GIVEN TEXT ->
Tom and Sue’s incomplete guide to Lowcountry pizza

Sue’s greeting: Coming off the success of snagging Tom to join me for ice cream research in July, I cast him the pizza research idea and he took it like a bass hitting a fresh minnow – running out the door heading to the pizza parlor with no chance of me reeling him to shore. Here’s our take on the local pizza scene.
 
Tom’s greeting: If I may be so bold as to quote the legendary philosopher Kelly Clarkson, some people wait a lifetime for a moment like this. A moment in which my wife laid out the dinner menu for the coming week and every night was pizza night. And not just dinner, but lunch and breakfast, too. It’s as if I died and went back to college, minus the hangovers and general malaise about missed classes, of course.
 
Vespa Pizzeria
224 Seven Farms Dr., Daniel Island
 
Sue’s Take: Vespa has been serving outstanding wood-fired, Neapolitan-style pizzas made with local produce since 2009. The white pizza has always been my favorite and Tom and I like to share it with their Greek salad. When I go with my daughter, we order the margherita – her favorite – and the beet salad. This is a wonderful spot for tasty pizza and healthy salads. We like the outdoor seating – there is plenty of shade and a large fan so it is pleasant even during the hottest time of the year.

INSTRUCTIONS ->
• 1. According to the Lowcountry pizza guide, since what year has Vespa Pizzeria been serving its wood-fired pizzas?
• 2. Resume the Lowcountry pizza guide after its last sentence.

DATA SECTION ->

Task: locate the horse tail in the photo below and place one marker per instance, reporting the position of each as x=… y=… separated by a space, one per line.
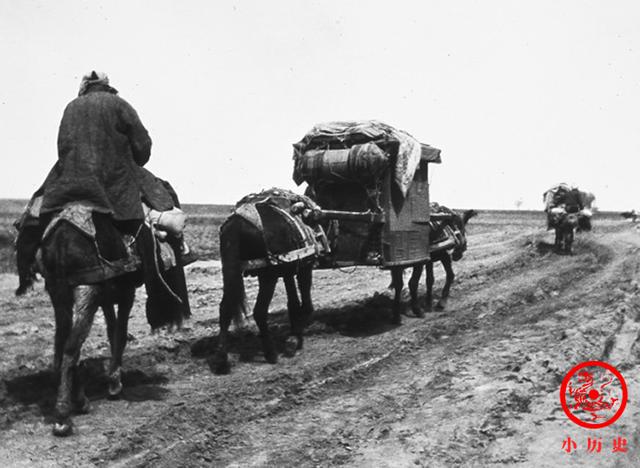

RESPONSES TO THE TASKS ->
• 1. Since 2009.

• 2.
 
Tom’s Take: I am a country boy at heart, so when Sue informed me that Vespa serves Neapolitan-style pizza, I thought it would come with a layer of strawberry, vanilla and chocolate, like the ice cream, and the eating would be over when there was nothing but strawberry left in the box. Turns out, “Neapolitan” refers to the Naples region of Italy, and their pizza is light and crispy, having been cooked in an oven the approximate temperature of the sun, for no longer than the time that my beloved New York Giants have held a lead in an NFL game since Eli Manning was unceremoniously “retired” (under 2 minutes). Like the best Italian cooking, it is simply and expertly executed.
 
LIDI Restaurant
901 Island Park Dr., Suite A, Daniel Island
 
Sue’s Take: Happy hour pizza! A friend clued us in about the food at LIDI’s happy hour – it’s good and super affordable! We stopped in on a rainy evening and ordered the 10-inch shrimp and artichoke pizza off their regular menu and the $6.50, 10-inch cheese pizza from their happy hour menu. Both were great but the shrimp/artichoke was an outstanding combination I never had before. I’ll be back for more! Give it a try!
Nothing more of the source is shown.